--- Begin SOURCE TEXT ---

It can be difficult to disassociate the idea that dynamically typed programming languages are tied to byte-code interpreters (e.g. YARV Ruby, CPython, V8, Zend Engine, etc.). But for many languages, a compiled implementation also exists. Cython, Chicken Scheme and SBCL are good examples.
In this post I will briefly describe how I built a compiler for my Scheme implementation using artifacts from the interpreter. In doing this, I learned a simple (not novel) technique for compiling dynamic languages. I'll introduce the Javascript to C++/V8 compiler I am developing using this technique.
BSDScheme
For the past year I've developed a Scheme implementation, BSDScheme. I started with an AST-interpreter (as opposed to a byte-code compiler and VM). A more detailed blog post on the first few steps writing BSDScheme can be found here.

--- End SOURCE TEXT ---
--- Begin PROVIDED MATERIAL ---

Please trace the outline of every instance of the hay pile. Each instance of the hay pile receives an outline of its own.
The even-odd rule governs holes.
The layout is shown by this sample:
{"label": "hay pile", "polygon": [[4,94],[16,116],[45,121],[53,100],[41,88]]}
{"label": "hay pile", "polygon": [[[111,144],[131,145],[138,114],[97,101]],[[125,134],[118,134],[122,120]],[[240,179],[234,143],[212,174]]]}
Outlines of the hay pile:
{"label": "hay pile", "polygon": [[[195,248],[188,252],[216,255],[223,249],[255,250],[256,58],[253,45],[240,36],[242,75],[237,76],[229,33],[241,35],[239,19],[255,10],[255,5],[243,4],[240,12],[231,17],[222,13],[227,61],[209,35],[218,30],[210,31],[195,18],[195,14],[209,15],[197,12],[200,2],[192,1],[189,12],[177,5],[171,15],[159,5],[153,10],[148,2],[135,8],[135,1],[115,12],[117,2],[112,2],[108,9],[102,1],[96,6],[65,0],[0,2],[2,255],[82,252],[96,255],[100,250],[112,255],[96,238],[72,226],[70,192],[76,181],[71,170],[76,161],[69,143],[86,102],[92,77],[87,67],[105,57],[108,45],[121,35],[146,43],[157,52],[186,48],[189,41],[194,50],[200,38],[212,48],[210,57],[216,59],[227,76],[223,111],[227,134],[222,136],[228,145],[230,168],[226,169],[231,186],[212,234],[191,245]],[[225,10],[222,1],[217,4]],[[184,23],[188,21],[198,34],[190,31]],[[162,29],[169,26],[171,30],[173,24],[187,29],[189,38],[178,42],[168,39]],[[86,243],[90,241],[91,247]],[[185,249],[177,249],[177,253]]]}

--- End PROVIDED MATERIAL ---

PROBLEM REQUIREMENTS
Reproduce the passage of the Scheme compiler post that runs from "In this post" up to and including "using this technique.".

RESULT
In this post I will briefly describe how I built a compiler for my Scheme implementation using artifacts from the interpreter. In doing this, I learned a simple (not novel) technique for compiling dynamic languages. I'll introduce the Javascript to C++/V8 compiler I am developing using this technique.